> Pedido proposto:
Transforme as linhas do material a seguir em uma lista numerada que abranja todo o material e omita as linhas em branco. Deixe as imagens fora da resposta.

> Registro de dados:

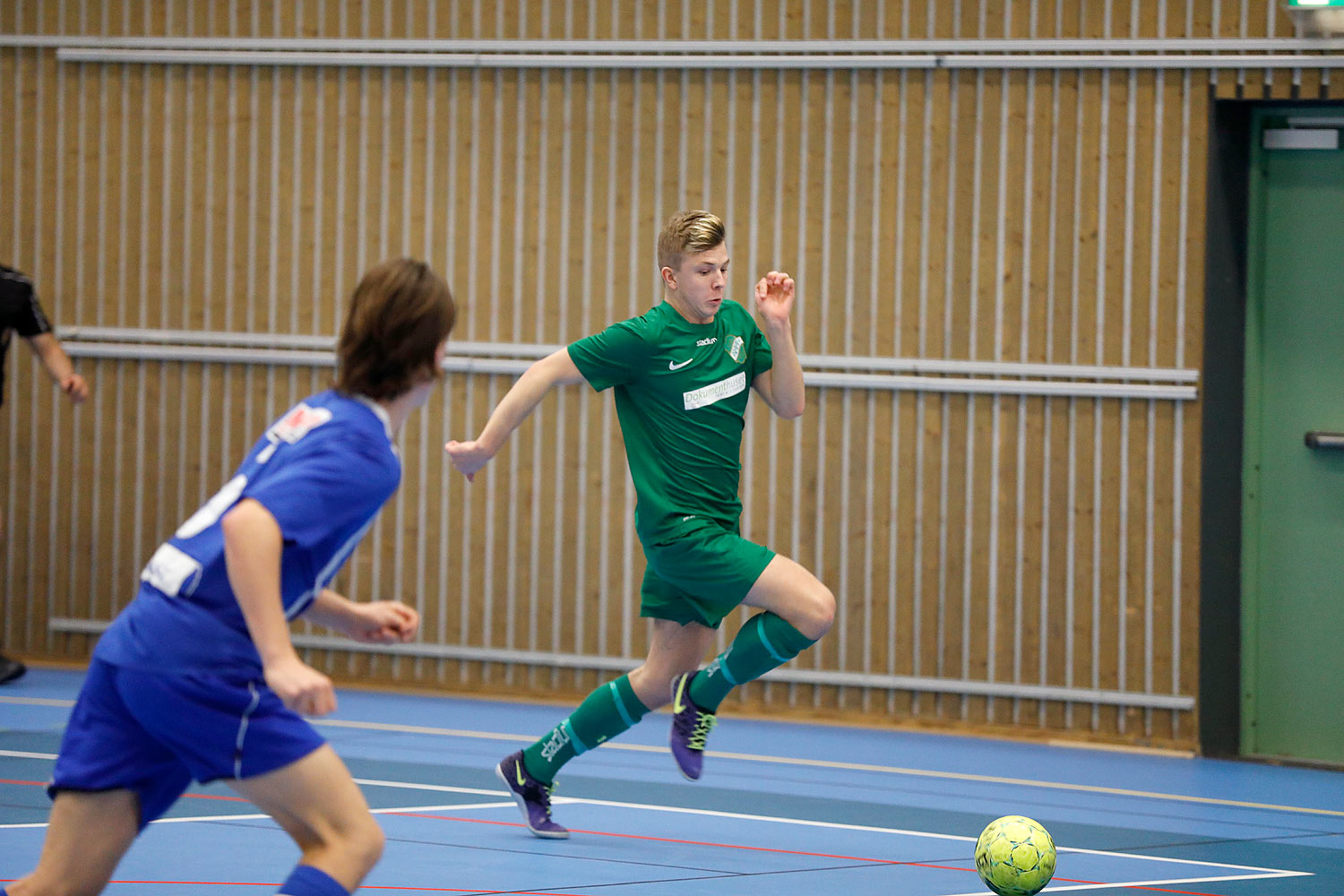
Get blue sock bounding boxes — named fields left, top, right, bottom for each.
left=277, top=866, right=349, bottom=896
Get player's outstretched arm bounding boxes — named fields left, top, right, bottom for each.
left=444, top=348, right=583, bottom=481
left=220, top=498, right=336, bottom=716
left=752, top=270, right=806, bottom=419
left=304, top=589, right=419, bottom=643
left=29, top=333, right=89, bottom=404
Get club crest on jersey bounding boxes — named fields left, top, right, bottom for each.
left=723, top=336, right=747, bottom=364
left=266, top=401, right=332, bottom=444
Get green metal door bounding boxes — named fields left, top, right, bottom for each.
left=1230, top=106, right=1344, bottom=763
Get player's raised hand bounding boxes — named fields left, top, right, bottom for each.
left=757, top=270, right=793, bottom=323
left=263, top=656, right=336, bottom=716
left=346, top=600, right=419, bottom=643
left=61, top=374, right=89, bottom=404
left=444, top=439, right=495, bottom=482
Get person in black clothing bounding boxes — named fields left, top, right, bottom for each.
left=0, top=264, right=89, bottom=685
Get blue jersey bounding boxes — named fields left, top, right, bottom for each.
left=94, top=391, right=402, bottom=676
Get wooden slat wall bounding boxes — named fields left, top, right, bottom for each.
left=0, top=0, right=1344, bottom=745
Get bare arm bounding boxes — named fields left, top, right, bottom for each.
left=444, top=348, right=583, bottom=481
left=304, top=589, right=419, bottom=643
left=752, top=271, right=806, bottom=419
left=220, top=498, right=336, bottom=716
left=29, top=333, right=89, bottom=404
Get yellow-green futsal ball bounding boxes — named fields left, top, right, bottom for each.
left=976, top=815, right=1055, bottom=896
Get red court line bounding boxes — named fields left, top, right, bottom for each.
left=0, top=877, right=593, bottom=896
left=0, top=780, right=1236, bottom=896
left=383, top=812, right=1218, bottom=896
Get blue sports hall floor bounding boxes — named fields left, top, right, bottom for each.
left=0, top=669, right=1344, bottom=896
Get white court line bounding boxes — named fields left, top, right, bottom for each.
left=0, top=697, right=75, bottom=708
left=0, top=697, right=1344, bottom=818
left=0, top=773, right=1312, bottom=896
left=0, top=791, right=518, bottom=831
left=355, top=779, right=1311, bottom=887
left=948, top=871, right=1306, bottom=896
left=0, top=750, right=56, bottom=762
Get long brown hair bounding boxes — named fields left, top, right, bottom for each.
left=336, top=258, right=457, bottom=399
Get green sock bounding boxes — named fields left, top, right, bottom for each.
left=691, top=610, right=816, bottom=712
left=523, top=676, right=650, bottom=785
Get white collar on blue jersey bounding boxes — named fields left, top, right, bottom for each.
left=352, top=395, right=394, bottom=442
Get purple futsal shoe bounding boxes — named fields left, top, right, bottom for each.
left=672, top=672, right=719, bottom=780
left=495, top=750, right=570, bottom=840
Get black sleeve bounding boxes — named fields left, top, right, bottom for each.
left=0, top=267, right=51, bottom=337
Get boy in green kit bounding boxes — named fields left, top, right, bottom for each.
left=445, top=211, right=835, bottom=839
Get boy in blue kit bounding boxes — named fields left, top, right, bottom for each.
left=0, top=259, right=456, bottom=896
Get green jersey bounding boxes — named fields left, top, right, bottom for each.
left=570, top=299, right=773, bottom=546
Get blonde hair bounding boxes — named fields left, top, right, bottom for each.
left=659, top=208, right=728, bottom=270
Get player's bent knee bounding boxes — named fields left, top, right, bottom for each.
left=349, top=815, right=387, bottom=874
left=798, top=582, right=836, bottom=641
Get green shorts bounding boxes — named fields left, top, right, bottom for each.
left=640, top=517, right=774, bottom=629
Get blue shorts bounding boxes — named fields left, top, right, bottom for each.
left=47, top=659, right=325, bottom=831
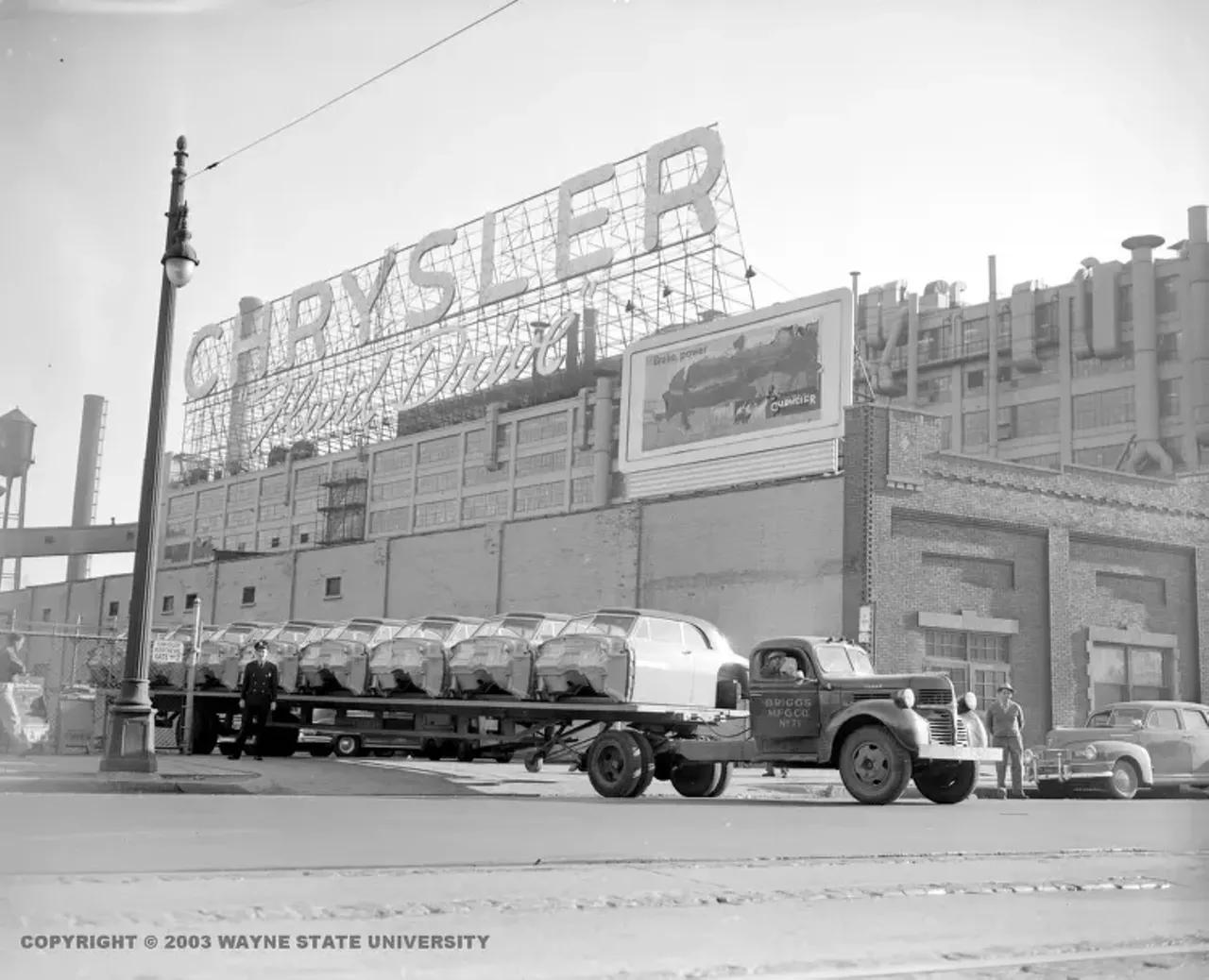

> Solução do exercício:
1. Get blue sock bounding boxes — named fields left, top, right, bottom for each.
2. left=277, top=866, right=349, bottom=896
3. Get player's outstretched arm bounding boxes — named fields left, top, right, bottom for each.
4. left=444, top=348, right=583, bottom=481
5. left=220, top=498, right=336, bottom=716
6. left=752, top=270, right=806, bottom=419
7. left=304, top=589, right=419, bottom=643
8. left=29, top=333, right=89, bottom=404
9. Get club crest on jersey bounding boxes — named fields left, top, right, bottom for each.
10. left=723, top=336, right=747, bottom=364
11. left=266, top=401, right=332, bottom=444
12. Get green metal door bounding boxes — named fields left, top, right, bottom for each.
13. left=1230, top=106, right=1344, bottom=763
14. Get player's raised hand bounding boxes — named fields left, top, right, bottom for each.
15. left=757, top=270, right=793, bottom=323
16. left=263, top=656, right=336, bottom=716
17. left=346, top=600, right=419, bottom=643
18. left=61, top=374, right=89, bottom=404
19. left=444, top=439, right=495, bottom=482
20. Get person in black clothing bounding boxes — named fields left, top, right, bottom for each.
21. left=0, top=264, right=89, bottom=685
22. Get blue jersey bounding boxes — named fields left, top, right, bottom for each.
23. left=94, top=391, right=402, bottom=676
24. Get wooden slat wall bounding boxes — named fields left, top, right, bottom for each.
25. left=0, top=0, right=1344, bottom=745
26. Get bare arm bounding boxes — named fields left, top, right, bottom for each.
27. left=444, top=348, right=583, bottom=481
28. left=304, top=589, right=419, bottom=643
29. left=752, top=271, right=806, bottom=419
30. left=220, top=498, right=336, bottom=716
31. left=29, top=333, right=89, bottom=404
32. Get yellow-green futsal ball bounding boxes — named fields left, top, right, bottom for each.
33. left=976, top=815, right=1055, bottom=896
34. Get red court line bounding boxes — named fields left, top, right, bottom for each.
35. left=0, top=877, right=593, bottom=896
36. left=0, top=780, right=1236, bottom=896
37. left=383, top=812, right=1218, bottom=896
38. Get blue sports hall floor bounding boxes — named fields left, top, right, bottom for each.
39. left=0, top=669, right=1344, bottom=896
40. Get white court line bounding boxes — named fields left, top, right, bottom for each.
41. left=0, top=697, right=75, bottom=708
42. left=0, top=697, right=1344, bottom=818
43. left=0, top=773, right=1312, bottom=896
44. left=0, top=791, right=518, bottom=831
45. left=355, top=779, right=1311, bottom=887
46. left=948, top=871, right=1306, bottom=896
47. left=0, top=750, right=56, bottom=762
48. Get long brown hair bounding boxes — named fields left, top, right, bottom for each.
49. left=336, top=258, right=457, bottom=399
50. Get green sock bounding boxes — named fields left, top, right, bottom for each.
51. left=691, top=610, right=816, bottom=712
52. left=523, top=676, right=650, bottom=785
53. Get white collar on blue jersey bounding boxes — named fields left, top, right, bottom for each.
54. left=352, top=395, right=394, bottom=442
55. Get purple futsal shoe bounding boxes — named fields left, top, right, bottom for each.
56. left=672, top=672, right=719, bottom=780
57. left=495, top=750, right=570, bottom=840
58. Get black sleeve bounding boxes — named fields left, top, right, bottom for each.
59. left=0, top=267, right=51, bottom=337
60. Get boy in green kit bounding boxes — named fields left, top, right, bottom for each.
61. left=445, top=211, right=835, bottom=839
62. Get boy in blue kit bounding boxes — named fields left, top, right, bottom for each.
63. left=0, top=259, right=456, bottom=896
64. Get green jersey bounding boxes — named fields left, top, right, bottom for each.
65. left=570, top=299, right=773, bottom=546
66. Get blonde hair bounding boxes — named fields left, top, right, bottom for each.
67. left=659, top=208, right=728, bottom=270
68. Get player's bent knee bounding boxes — named fields left, top, right, bottom for each.
69. left=349, top=815, right=387, bottom=874
70. left=798, top=582, right=836, bottom=641
71. Get green shorts bounding boxes — named fields left, top, right, bottom for each.
72. left=640, top=517, right=774, bottom=629
73. Get blue shorts bounding boxes — named fields left, top, right, bottom for each.
74. left=47, top=659, right=325, bottom=831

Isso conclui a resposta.